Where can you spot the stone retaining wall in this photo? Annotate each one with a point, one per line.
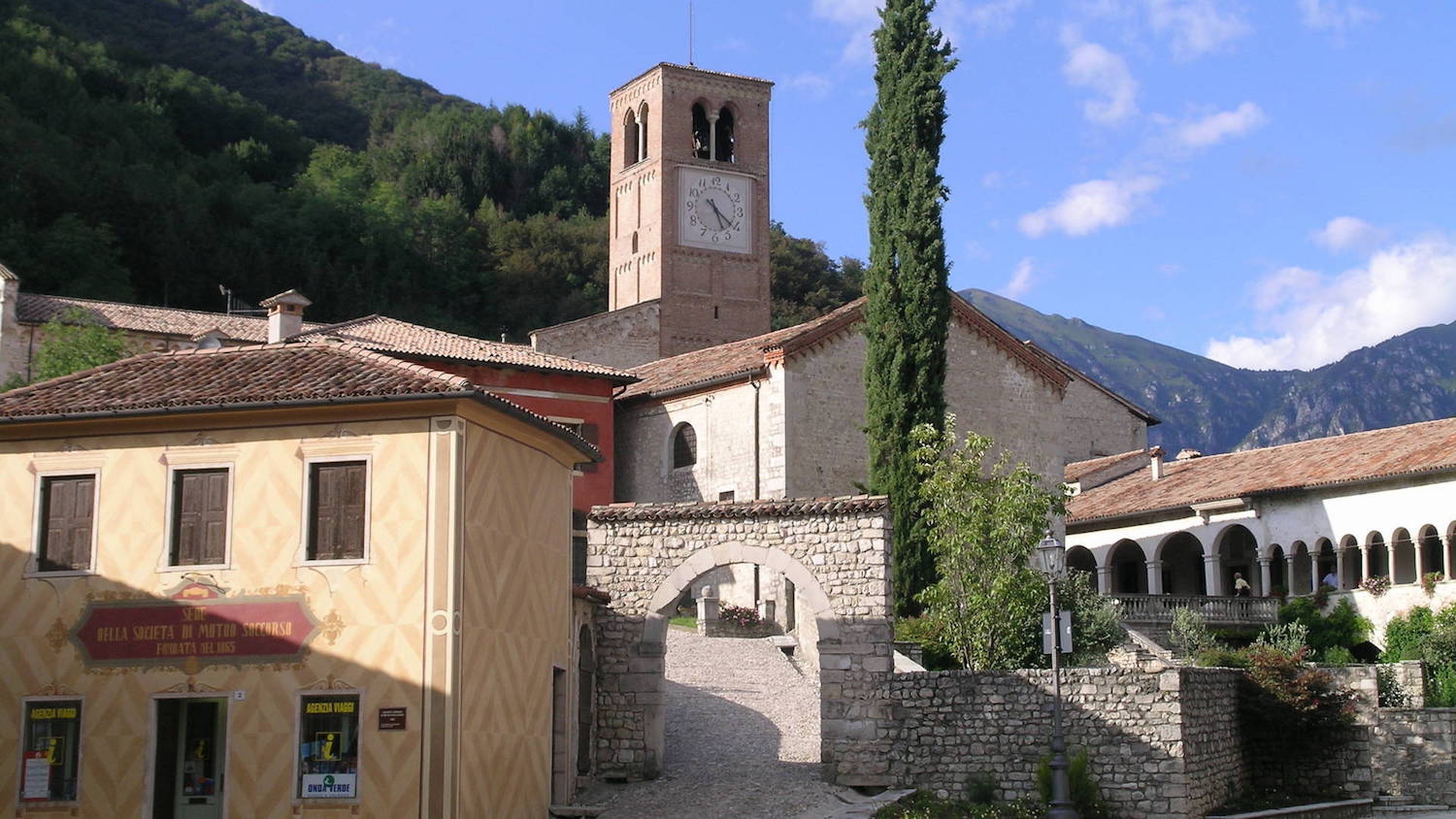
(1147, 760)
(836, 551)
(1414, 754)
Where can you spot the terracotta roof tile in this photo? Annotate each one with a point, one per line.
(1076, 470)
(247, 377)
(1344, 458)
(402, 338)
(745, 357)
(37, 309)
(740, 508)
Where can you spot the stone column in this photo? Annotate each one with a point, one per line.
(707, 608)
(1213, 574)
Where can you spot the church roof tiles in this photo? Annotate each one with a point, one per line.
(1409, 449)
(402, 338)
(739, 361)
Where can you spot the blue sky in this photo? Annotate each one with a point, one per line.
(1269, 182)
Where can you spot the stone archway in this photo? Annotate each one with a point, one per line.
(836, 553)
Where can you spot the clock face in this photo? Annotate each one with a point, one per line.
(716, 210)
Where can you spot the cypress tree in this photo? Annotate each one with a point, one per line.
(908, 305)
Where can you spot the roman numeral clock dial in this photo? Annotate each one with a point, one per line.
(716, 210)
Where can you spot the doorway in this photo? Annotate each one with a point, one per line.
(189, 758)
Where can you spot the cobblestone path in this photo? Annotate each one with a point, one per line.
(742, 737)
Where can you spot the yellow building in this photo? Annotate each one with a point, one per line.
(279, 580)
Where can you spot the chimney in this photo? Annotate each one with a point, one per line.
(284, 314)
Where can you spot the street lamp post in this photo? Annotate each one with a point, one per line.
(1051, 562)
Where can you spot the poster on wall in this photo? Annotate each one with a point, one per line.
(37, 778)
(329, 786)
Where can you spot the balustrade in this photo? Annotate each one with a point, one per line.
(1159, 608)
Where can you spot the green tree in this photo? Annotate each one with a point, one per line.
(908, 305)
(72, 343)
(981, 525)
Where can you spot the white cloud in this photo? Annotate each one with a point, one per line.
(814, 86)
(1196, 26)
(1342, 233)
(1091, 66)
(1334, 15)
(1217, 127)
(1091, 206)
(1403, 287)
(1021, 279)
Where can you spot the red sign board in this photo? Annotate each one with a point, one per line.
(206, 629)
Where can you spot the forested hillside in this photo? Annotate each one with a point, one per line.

* * *

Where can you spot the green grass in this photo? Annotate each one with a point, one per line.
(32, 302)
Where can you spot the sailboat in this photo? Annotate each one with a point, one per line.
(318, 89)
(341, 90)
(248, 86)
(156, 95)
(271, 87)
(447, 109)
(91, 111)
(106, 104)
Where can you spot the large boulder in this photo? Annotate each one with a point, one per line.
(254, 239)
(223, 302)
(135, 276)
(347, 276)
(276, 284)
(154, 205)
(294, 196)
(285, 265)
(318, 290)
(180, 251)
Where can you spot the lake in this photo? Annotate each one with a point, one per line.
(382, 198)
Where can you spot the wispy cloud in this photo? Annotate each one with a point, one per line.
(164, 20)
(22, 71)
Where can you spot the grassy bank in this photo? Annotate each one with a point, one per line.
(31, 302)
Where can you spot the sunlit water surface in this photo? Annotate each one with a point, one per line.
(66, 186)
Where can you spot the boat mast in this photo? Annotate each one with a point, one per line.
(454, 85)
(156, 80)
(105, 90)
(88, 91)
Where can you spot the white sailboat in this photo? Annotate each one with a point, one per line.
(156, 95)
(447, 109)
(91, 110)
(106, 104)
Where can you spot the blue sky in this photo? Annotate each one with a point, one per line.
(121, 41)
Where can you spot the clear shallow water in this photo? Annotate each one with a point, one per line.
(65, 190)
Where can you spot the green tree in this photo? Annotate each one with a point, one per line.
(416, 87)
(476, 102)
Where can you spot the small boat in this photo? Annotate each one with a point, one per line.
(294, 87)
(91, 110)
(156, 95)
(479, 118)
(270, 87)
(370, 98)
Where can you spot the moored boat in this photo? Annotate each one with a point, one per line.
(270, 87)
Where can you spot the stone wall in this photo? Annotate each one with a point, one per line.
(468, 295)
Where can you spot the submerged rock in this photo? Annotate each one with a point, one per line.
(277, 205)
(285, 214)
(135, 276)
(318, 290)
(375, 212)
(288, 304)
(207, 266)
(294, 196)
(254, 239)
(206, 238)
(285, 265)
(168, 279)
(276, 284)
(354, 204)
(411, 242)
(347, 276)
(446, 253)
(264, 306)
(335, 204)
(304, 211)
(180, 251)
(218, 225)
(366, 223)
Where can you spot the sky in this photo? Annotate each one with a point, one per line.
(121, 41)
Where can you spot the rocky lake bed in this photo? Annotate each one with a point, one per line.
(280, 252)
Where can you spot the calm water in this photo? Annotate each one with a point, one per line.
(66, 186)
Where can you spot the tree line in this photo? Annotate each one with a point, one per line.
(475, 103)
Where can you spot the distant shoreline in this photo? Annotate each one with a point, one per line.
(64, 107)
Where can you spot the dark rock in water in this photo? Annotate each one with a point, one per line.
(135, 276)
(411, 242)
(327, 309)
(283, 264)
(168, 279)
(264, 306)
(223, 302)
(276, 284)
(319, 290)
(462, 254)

---

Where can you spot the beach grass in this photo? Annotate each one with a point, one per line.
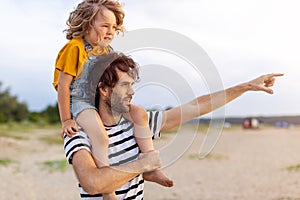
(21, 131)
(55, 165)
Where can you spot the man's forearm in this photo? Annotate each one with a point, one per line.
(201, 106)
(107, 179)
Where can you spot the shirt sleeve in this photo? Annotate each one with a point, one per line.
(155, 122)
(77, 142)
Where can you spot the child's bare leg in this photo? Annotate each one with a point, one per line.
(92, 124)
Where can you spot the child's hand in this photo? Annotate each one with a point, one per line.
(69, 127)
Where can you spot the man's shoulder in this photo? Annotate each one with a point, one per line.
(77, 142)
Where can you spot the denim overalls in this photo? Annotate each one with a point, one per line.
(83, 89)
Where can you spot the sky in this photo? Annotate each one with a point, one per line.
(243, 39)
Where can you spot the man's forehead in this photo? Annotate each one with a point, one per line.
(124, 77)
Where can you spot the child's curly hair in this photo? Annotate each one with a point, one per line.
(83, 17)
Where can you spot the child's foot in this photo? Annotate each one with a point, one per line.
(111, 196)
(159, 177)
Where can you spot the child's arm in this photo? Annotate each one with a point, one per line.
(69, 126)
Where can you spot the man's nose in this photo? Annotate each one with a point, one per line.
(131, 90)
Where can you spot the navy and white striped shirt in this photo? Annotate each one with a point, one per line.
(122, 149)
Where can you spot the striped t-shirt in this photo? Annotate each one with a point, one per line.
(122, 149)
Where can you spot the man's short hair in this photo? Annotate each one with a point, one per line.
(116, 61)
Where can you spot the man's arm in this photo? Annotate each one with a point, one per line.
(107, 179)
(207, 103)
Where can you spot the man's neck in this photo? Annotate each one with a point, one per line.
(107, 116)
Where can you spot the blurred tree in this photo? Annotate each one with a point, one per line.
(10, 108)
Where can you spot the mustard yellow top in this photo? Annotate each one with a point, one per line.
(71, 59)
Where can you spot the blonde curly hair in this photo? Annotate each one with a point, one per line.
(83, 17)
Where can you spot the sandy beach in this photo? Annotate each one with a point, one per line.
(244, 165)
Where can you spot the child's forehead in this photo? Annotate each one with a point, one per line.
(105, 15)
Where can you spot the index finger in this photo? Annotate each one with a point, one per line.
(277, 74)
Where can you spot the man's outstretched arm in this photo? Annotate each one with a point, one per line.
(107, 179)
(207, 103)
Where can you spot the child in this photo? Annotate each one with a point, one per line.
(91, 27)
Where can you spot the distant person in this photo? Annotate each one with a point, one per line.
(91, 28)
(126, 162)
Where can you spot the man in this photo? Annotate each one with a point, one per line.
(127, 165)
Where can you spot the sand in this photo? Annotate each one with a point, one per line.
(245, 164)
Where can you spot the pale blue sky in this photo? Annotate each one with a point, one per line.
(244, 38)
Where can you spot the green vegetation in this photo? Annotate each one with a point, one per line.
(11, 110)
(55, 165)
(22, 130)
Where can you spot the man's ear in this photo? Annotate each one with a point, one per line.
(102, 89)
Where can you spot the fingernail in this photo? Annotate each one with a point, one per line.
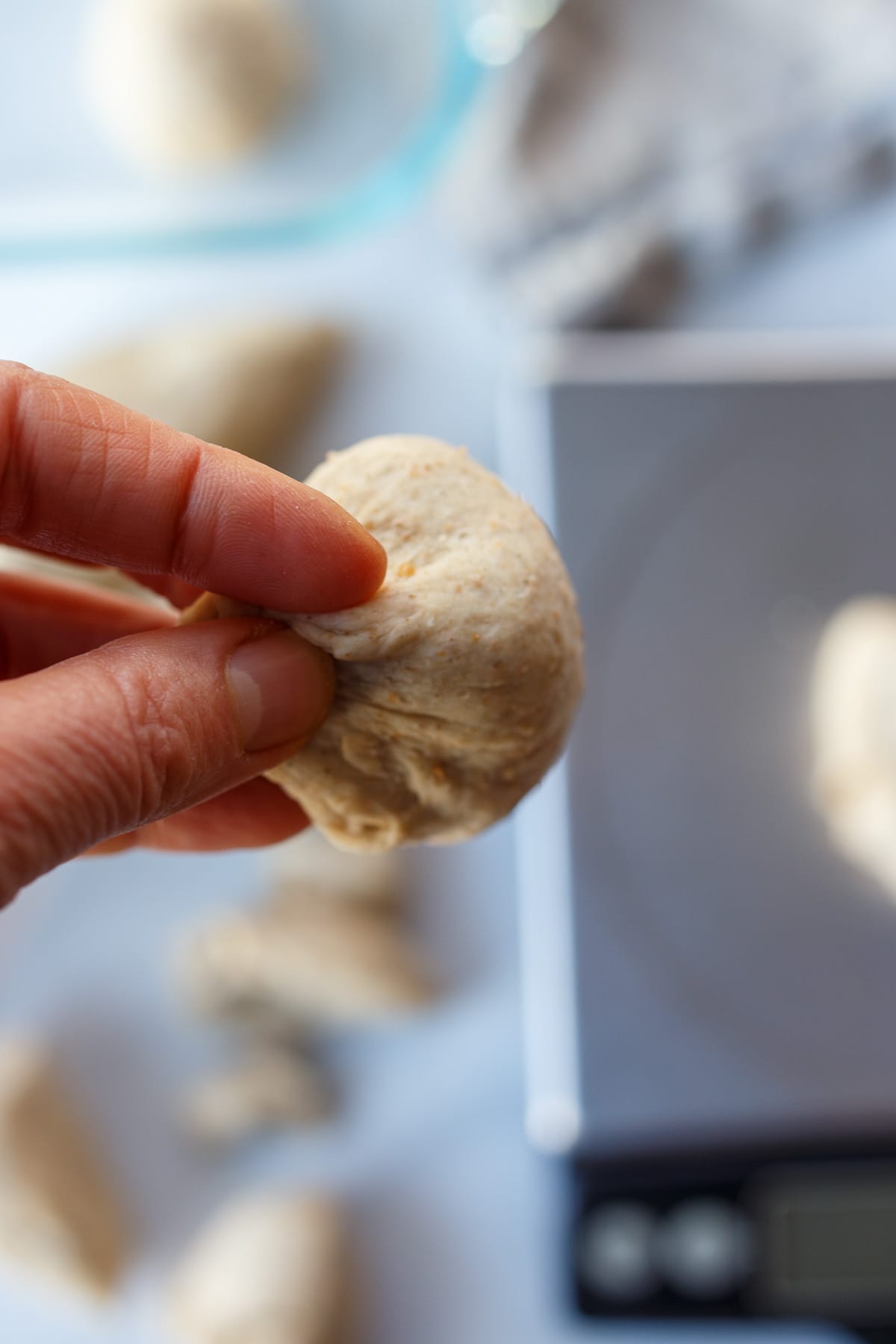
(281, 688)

» **Set problem**
Swap "Annotate" for "Mark" in everything from the line containing "Where can you spot the red" down to the line containing "Where can you spot the forested", and return only those lines with nothing else altered.

» **Written reply**
Where can you spot the red sign board in this photo? Mark each one with a point, one per line.
(206, 629)
Where can you spot the forested hillside in this photo? Mark each one with a point, one per line.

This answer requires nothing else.